» **What is needed**
Using the line that contains "on the shed" as the start, restate each line word for word through the final line of the material below, and return only those.

•••••

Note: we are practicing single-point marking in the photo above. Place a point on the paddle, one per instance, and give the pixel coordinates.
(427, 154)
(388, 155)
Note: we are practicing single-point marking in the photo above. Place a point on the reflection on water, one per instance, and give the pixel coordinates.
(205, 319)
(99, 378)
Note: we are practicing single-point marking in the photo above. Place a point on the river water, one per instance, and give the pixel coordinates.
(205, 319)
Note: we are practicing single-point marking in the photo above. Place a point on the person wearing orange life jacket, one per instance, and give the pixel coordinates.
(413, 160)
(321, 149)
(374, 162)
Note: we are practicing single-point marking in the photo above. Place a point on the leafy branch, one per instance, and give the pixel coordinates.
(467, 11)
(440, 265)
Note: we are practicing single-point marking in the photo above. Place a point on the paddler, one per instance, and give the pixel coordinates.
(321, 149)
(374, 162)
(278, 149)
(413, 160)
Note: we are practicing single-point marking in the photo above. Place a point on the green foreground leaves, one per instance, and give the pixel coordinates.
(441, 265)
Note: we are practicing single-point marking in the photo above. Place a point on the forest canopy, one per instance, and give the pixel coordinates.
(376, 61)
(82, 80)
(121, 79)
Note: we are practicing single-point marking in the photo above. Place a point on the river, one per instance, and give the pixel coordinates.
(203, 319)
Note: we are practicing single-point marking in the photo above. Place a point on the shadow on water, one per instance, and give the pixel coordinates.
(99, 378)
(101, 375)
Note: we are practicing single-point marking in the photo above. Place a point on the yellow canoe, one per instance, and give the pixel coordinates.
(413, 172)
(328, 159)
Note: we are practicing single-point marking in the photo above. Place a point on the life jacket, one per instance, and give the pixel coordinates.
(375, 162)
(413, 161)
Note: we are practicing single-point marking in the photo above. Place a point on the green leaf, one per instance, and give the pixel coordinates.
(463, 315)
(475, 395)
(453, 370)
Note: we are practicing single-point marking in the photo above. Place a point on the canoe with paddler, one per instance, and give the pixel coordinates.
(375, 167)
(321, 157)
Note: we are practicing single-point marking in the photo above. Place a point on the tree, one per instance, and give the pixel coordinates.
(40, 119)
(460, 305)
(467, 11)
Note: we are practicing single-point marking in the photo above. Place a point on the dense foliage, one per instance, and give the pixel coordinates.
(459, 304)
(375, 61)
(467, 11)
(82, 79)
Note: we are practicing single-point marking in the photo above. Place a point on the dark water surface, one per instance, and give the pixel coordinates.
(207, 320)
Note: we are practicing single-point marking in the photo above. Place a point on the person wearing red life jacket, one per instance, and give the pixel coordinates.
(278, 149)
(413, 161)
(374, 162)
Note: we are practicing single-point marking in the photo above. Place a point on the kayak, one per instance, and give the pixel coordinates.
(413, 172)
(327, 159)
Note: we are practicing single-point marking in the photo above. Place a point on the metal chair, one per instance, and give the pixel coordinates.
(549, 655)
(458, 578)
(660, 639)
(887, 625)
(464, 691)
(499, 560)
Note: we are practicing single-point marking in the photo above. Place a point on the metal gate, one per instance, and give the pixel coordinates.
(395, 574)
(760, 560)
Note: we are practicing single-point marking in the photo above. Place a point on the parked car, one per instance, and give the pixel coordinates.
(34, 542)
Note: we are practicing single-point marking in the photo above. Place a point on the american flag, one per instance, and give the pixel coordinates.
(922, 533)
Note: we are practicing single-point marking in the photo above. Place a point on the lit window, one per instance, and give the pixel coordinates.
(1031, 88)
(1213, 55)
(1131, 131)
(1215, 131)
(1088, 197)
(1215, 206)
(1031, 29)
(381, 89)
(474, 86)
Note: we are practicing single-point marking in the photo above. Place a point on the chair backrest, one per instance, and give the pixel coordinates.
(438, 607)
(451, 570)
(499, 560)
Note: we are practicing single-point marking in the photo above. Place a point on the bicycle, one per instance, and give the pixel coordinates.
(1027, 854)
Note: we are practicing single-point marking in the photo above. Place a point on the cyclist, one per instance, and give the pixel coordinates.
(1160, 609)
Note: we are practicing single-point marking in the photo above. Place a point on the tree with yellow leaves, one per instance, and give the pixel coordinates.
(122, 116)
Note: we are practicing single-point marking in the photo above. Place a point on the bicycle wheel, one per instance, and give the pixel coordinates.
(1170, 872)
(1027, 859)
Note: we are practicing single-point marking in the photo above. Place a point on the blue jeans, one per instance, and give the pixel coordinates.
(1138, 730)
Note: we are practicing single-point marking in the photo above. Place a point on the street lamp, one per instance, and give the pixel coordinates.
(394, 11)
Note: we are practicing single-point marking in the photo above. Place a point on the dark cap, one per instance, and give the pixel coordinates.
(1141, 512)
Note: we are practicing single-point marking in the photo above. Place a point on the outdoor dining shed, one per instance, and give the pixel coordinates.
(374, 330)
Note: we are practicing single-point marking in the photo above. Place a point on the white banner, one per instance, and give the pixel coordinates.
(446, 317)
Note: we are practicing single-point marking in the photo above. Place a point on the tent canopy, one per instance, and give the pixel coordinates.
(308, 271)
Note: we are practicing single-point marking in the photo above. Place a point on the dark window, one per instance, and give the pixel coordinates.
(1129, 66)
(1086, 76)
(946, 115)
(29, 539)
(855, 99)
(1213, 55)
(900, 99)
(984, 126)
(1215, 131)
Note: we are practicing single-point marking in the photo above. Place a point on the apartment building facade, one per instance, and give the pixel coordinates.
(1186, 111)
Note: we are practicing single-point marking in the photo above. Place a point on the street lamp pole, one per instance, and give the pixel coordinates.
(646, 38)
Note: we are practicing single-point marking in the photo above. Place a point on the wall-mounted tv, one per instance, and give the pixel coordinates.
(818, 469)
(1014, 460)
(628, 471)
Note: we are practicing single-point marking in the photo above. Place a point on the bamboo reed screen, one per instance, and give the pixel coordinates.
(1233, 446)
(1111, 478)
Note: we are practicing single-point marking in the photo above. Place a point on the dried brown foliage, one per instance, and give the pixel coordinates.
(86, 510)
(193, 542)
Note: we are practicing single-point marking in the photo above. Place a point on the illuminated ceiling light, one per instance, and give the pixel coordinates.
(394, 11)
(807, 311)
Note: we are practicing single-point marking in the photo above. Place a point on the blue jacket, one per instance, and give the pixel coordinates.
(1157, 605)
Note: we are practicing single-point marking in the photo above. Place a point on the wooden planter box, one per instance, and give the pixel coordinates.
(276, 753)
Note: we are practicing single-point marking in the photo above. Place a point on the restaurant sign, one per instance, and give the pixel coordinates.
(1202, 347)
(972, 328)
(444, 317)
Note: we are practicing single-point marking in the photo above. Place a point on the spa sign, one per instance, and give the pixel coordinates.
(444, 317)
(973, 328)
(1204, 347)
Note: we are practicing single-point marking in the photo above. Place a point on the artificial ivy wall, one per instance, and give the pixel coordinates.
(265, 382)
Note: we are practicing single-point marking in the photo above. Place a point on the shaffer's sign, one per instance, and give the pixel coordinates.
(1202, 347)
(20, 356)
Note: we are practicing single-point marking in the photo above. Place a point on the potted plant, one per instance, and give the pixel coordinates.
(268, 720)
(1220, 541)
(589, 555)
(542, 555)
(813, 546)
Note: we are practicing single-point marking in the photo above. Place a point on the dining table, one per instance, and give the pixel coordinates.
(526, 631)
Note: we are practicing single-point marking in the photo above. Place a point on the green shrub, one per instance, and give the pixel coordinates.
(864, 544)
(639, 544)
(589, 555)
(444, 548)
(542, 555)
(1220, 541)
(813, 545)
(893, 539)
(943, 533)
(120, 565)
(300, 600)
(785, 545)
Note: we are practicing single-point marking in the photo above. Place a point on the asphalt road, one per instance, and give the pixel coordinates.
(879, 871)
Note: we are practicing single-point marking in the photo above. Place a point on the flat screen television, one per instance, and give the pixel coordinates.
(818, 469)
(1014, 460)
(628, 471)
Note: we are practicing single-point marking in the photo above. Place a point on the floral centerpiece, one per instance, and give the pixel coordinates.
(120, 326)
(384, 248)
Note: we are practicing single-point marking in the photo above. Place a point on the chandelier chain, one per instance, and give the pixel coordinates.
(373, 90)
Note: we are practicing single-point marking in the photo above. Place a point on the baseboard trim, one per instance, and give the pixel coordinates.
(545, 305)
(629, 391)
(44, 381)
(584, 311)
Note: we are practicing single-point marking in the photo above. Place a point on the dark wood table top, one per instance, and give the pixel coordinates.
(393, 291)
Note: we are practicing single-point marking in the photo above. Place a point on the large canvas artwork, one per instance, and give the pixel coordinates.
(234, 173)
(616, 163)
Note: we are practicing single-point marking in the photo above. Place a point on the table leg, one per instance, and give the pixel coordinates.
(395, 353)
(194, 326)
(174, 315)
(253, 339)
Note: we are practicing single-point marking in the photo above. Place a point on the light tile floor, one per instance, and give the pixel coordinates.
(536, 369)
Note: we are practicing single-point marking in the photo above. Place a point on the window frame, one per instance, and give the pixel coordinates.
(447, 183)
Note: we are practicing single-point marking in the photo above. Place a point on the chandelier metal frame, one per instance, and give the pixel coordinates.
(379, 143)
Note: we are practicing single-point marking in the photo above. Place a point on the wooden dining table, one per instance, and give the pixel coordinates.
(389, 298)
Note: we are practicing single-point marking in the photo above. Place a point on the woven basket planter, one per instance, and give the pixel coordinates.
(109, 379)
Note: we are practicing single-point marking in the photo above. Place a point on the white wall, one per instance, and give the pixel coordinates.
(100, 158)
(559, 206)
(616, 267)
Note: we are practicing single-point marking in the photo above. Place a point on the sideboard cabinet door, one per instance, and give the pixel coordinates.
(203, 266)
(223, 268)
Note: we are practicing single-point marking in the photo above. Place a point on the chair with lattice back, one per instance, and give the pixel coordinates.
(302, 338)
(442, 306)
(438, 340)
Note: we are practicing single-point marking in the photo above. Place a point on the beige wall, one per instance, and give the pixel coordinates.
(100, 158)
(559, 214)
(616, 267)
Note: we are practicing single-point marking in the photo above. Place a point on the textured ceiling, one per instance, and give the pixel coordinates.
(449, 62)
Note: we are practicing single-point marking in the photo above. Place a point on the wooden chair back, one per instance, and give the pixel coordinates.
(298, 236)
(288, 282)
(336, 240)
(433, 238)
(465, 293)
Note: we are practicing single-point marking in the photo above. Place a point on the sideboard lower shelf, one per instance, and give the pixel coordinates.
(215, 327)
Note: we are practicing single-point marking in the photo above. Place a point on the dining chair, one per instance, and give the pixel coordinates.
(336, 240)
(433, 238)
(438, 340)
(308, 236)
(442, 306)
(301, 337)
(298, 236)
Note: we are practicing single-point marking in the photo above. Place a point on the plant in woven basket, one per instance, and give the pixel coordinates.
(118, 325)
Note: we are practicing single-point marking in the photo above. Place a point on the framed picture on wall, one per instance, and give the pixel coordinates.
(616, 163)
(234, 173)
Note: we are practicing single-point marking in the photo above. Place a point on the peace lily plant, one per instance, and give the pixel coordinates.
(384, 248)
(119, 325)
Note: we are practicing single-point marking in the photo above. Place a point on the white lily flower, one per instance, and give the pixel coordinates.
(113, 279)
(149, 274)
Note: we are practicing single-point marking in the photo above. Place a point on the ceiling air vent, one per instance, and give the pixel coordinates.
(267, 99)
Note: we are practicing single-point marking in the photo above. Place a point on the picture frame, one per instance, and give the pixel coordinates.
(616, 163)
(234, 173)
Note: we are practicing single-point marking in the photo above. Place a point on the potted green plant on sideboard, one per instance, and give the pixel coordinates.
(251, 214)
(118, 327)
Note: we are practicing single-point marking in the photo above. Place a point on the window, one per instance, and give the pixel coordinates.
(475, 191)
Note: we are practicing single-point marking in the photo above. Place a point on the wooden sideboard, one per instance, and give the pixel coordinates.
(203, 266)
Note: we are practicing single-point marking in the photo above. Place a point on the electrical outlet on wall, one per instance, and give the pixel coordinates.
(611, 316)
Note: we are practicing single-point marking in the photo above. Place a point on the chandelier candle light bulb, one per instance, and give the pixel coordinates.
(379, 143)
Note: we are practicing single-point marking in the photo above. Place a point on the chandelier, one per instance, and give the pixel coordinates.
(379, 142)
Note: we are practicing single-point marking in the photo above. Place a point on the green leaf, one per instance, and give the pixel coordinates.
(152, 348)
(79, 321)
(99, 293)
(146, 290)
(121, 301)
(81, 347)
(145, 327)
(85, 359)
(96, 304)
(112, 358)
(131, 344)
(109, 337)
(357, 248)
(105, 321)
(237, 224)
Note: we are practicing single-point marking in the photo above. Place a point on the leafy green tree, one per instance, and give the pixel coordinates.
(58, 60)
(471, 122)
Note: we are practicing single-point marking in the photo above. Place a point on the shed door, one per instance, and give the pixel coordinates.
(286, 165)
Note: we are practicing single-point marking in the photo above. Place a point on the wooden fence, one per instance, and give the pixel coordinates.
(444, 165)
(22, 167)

•••••

» **Result of this task**
Note: we are practicing single-point marking in the photo above. Place a point on the shed door, one per instance, and give the pixel coordinates.
(286, 165)
Note: we are practicing single-point marking in the photo above. Place a point on the wooden fence, one per instance, and give the pixel coordinates.
(444, 165)
(22, 167)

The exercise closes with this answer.